- [Work instructions]:
Give the records again, every one, exactly.

- [Records supplied]:

Content starts

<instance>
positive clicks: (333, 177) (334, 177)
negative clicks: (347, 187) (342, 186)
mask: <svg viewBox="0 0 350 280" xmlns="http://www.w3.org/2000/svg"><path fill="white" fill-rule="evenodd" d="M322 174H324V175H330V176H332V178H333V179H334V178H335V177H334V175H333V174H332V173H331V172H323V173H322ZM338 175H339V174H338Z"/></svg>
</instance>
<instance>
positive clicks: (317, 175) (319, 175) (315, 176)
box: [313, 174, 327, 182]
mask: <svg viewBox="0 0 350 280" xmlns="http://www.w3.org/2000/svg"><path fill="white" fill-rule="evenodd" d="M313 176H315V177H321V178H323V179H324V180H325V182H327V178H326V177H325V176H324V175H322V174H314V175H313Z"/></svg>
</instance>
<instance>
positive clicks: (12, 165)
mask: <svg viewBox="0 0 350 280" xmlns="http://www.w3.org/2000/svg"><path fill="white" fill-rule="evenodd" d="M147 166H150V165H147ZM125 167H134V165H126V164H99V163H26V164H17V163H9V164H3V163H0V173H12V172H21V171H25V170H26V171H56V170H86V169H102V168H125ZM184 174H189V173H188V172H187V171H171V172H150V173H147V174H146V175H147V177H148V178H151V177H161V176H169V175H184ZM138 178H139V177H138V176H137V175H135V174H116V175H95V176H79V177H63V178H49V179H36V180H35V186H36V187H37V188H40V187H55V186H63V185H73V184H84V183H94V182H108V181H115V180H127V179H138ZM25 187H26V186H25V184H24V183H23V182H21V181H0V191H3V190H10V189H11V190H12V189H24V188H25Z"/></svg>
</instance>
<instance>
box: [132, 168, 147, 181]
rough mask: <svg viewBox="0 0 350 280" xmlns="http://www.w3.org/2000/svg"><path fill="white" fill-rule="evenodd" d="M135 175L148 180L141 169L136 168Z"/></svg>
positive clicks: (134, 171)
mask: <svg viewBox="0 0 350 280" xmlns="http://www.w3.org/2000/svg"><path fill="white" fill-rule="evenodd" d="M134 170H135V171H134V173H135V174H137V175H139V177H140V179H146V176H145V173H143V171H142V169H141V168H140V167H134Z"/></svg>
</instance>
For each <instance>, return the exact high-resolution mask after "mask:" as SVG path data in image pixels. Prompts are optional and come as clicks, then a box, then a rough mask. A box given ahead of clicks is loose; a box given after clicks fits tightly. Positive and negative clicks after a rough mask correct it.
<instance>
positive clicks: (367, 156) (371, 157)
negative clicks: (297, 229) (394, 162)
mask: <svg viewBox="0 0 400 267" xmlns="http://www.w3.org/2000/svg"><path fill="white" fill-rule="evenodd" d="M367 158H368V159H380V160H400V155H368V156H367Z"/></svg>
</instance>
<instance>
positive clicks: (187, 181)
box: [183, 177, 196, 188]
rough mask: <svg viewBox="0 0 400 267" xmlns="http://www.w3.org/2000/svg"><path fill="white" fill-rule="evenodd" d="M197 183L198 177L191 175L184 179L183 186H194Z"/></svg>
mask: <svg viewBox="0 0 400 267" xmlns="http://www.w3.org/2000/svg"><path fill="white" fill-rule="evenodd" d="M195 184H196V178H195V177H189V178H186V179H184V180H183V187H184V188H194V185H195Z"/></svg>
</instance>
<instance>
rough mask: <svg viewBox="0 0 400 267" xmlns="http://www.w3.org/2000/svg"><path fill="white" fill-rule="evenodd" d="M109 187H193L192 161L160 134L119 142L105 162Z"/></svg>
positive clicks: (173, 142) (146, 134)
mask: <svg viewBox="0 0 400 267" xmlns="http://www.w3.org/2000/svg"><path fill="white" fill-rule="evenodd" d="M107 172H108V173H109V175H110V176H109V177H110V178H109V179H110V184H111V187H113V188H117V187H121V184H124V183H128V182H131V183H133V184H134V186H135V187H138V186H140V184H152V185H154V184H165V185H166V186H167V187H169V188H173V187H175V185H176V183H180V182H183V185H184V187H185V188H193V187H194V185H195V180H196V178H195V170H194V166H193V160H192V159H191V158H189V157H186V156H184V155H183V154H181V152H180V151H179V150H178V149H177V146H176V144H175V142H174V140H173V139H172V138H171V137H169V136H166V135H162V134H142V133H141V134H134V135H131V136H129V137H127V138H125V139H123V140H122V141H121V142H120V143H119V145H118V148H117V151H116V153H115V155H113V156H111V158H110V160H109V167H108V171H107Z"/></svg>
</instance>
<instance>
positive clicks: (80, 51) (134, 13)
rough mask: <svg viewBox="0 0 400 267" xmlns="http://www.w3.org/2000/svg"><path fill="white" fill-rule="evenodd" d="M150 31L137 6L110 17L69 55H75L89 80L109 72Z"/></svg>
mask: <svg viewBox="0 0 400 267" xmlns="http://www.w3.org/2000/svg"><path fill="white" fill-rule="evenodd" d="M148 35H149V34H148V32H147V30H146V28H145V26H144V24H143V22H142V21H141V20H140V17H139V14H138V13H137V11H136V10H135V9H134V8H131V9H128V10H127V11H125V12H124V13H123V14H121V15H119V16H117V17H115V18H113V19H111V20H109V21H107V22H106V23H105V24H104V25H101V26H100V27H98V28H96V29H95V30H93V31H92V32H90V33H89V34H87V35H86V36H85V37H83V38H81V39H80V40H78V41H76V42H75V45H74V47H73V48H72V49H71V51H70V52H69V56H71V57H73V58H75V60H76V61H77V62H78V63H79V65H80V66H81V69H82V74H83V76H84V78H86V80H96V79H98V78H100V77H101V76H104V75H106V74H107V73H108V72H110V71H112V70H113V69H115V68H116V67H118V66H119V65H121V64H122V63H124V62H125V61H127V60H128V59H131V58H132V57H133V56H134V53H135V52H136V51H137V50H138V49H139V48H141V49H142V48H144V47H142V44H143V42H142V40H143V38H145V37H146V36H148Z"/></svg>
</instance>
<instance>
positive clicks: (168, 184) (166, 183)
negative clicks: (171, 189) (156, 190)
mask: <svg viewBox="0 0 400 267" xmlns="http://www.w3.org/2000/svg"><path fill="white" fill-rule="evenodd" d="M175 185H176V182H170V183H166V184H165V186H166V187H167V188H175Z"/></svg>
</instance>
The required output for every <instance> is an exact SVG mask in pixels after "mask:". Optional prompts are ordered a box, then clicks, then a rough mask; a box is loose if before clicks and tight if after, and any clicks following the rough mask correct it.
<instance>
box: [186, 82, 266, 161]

Content ends

- [Completed task]:
<instance>
positive clicks: (333, 177) (334, 177)
negative clicks: (347, 187) (342, 186)
mask: <svg viewBox="0 0 350 280" xmlns="http://www.w3.org/2000/svg"><path fill="white" fill-rule="evenodd" d="M322 174H324V175H330V176H332V178H333V179H334V178H335V177H334V175H333V174H332V173H331V172H323V173H322ZM338 175H339V174H338Z"/></svg>
</instance>
<instance>
positive clicks: (317, 175) (319, 175) (315, 176)
box: [313, 174, 327, 182]
mask: <svg viewBox="0 0 350 280" xmlns="http://www.w3.org/2000/svg"><path fill="white" fill-rule="evenodd" d="M313 176H315V177H321V178H323V179H324V180H325V182H327V178H326V177H325V176H324V175H322V174H314V175H313Z"/></svg>
</instance>
<instance>
positive clicks: (12, 165)
mask: <svg viewBox="0 0 350 280" xmlns="http://www.w3.org/2000/svg"><path fill="white" fill-rule="evenodd" d="M147 166H150V165H147ZM125 167H134V165H126V164H99V163H26V164H17V163H9V164H3V163H0V173H12V172H21V171H25V170H26V171H56V170H86V169H102V168H125ZM184 174H189V173H188V172H187V171H171V172H150V173H147V174H146V175H147V177H148V178H151V177H161V176H169V175H184ZM138 178H139V177H138V176H137V175H135V174H116V175H95V176H79V177H63V178H49V179H36V180H35V186H36V187H37V188H40V187H55V186H63V185H73V184H84V183H94V182H108V181H115V180H127V179H138ZM25 187H26V186H25V184H24V183H23V182H21V181H0V191H3V190H10V189H11V190H12V189H24V188H25Z"/></svg>
</instance>
<instance>
box: [132, 168, 147, 181]
rough mask: <svg viewBox="0 0 350 280" xmlns="http://www.w3.org/2000/svg"><path fill="white" fill-rule="evenodd" d="M135 175L148 180L141 169L136 168Z"/></svg>
positive clicks: (134, 171)
mask: <svg viewBox="0 0 350 280" xmlns="http://www.w3.org/2000/svg"><path fill="white" fill-rule="evenodd" d="M134 170H135V171H134V173H135V174H137V175H139V177H140V179H146V176H145V173H143V171H142V169H141V168H140V167H134Z"/></svg>
</instance>
For each <instance>, return the exact high-resolution mask after "mask:" as SVG path data in image pixels. Prompts are optional and come as clicks, then a box, then a rough mask. A box given ahead of clicks is loose; a box given after clicks fits tightly. Positive and negative clicks after a rough mask correct it.
<instance>
positive clicks: (367, 156) (371, 157)
negative clicks: (297, 229) (394, 162)
mask: <svg viewBox="0 0 400 267" xmlns="http://www.w3.org/2000/svg"><path fill="white" fill-rule="evenodd" d="M367 158H368V159H380V160H400V155H368V156H367Z"/></svg>
</instance>
<instance>
positive clicks: (187, 181)
box: [183, 177, 196, 188]
rough mask: <svg viewBox="0 0 400 267" xmlns="http://www.w3.org/2000/svg"><path fill="white" fill-rule="evenodd" d="M197 183L198 177L191 175L184 179L183 186H194Z"/></svg>
mask: <svg viewBox="0 0 400 267" xmlns="http://www.w3.org/2000/svg"><path fill="white" fill-rule="evenodd" d="M195 184H196V178H195V177H189V178H186V179H184V180H183V187H184V188H194V185H195Z"/></svg>
</instance>
<instance>
rough mask: <svg viewBox="0 0 400 267" xmlns="http://www.w3.org/2000/svg"><path fill="white" fill-rule="evenodd" d="M109 187H193L192 161L160 134L119 142L105 162Z"/></svg>
positive clicks: (173, 142) (146, 134)
mask: <svg viewBox="0 0 400 267" xmlns="http://www.w3.org/2000/svg"><path fill="white" fill-rule="evenodd" d="M107 172H108V173H109V175H110V176H109V177H110V178H109V179H110V184H111V187H113V188H117V187H121V184H124V183H128V182H131V183H133V184H134V186H135V187H138V186H140V184H152V185H154V184H165V185H166V186H167V187H169V188H173V187H175V185H176V183H180V182H183V185H184V187H185V188H193V187H194V185H195V180H196V178H195V170H194V166H193V160H192V159H191V158H189V157H186V156H184V155H183V154H181V152H180V151H179V150H178V149H177V146H176V144H175V142H174V140H173V139H172V138H171V137H169V136H166V135H162V134H142V133H141V134H134V135H131V136H129V137H127V138H125V139H123V140H122V141H121V142H120V143H119V145H118V148H117V151H116V153H115V155H113V156H111V158H110V160H109V167H108V171H107Z"/></svg>
</instance>
<instance>
positive clicks: (80, 51) (134, 13)
rough mask: <svg viewBox="0 0 400 267" xmlns="http://www.w3.org/2000/svg"><path fill="white" fill-rule="evenodd" d="M150 31L137 6L110 17L69 55H75L89 80L109 72Z"/></svg>
mask: <svg viewBox="0 0 400 267" xmlns="http://www.w3.org/2000/svg"><path fill="white" fill-rule="evenodd" d="M148 35H149V34H148V32H147V30H146V28H145V26H144V24H143V22H142V21H141V20H140V17H139V14H138V13H137V11H136V10H135V9H134V8H131V9H128V10H127V11H125V12H124V13H123V14H121V15H119V16H117V17H115V18H113V19H111V20H109V21H107V22H106V23H105V24H104V25H101V26H100V27H98V28H96V29H95V30H93V31H92V32H90V33H89V34H87V35H86V36H85V37H83V38H81V39H80V40H78V41H76V42H75V45H74V47H73V48H72V49H71V51H70V52H69V56H71V57H73V58H75V60H76V61H77V62H78V63H79V65H80V66H81V69H82V74H83V76H84V78H86V80H96V79H98V78H100V77H101V76H104V75H106V74H107V73H108V72H110V71H112V70H113V69H115V68H116V67H118V66H119V65H121V64H122V63H124V62H125V61H127V60H128V59H131V58H132V57H133V56H134V53H135V52H136V51H137V50H138V49H139V48H141V49H142V48H144V47H142V44H143V42H142V40H143V38H145V37H146V36H148Z"/></svg>
</instance>
<instance>
positive clicks: (168, 184) (166, 183)
negative clicks: (171, 189) (156, 190)
mask: <svg viewBox="0 0 400 267" xmlns="http://www.w3.org/2000/svg"><path fill="white" fill-rule="evenodd" d="M175 185H176V182H170V183H166V184H165V186H166V187H167V188H175Z"/></svg>
</instance>
The required output for every <instance> is an exact SVG mask in pixels after "mask:". Optional prompts are ordered a box, then clicks, then a rough mask; a box is loose if before clicks and tight if after, and any clicks following the rough mask correct it.
<instance>
box: [186, 82, 266, 161]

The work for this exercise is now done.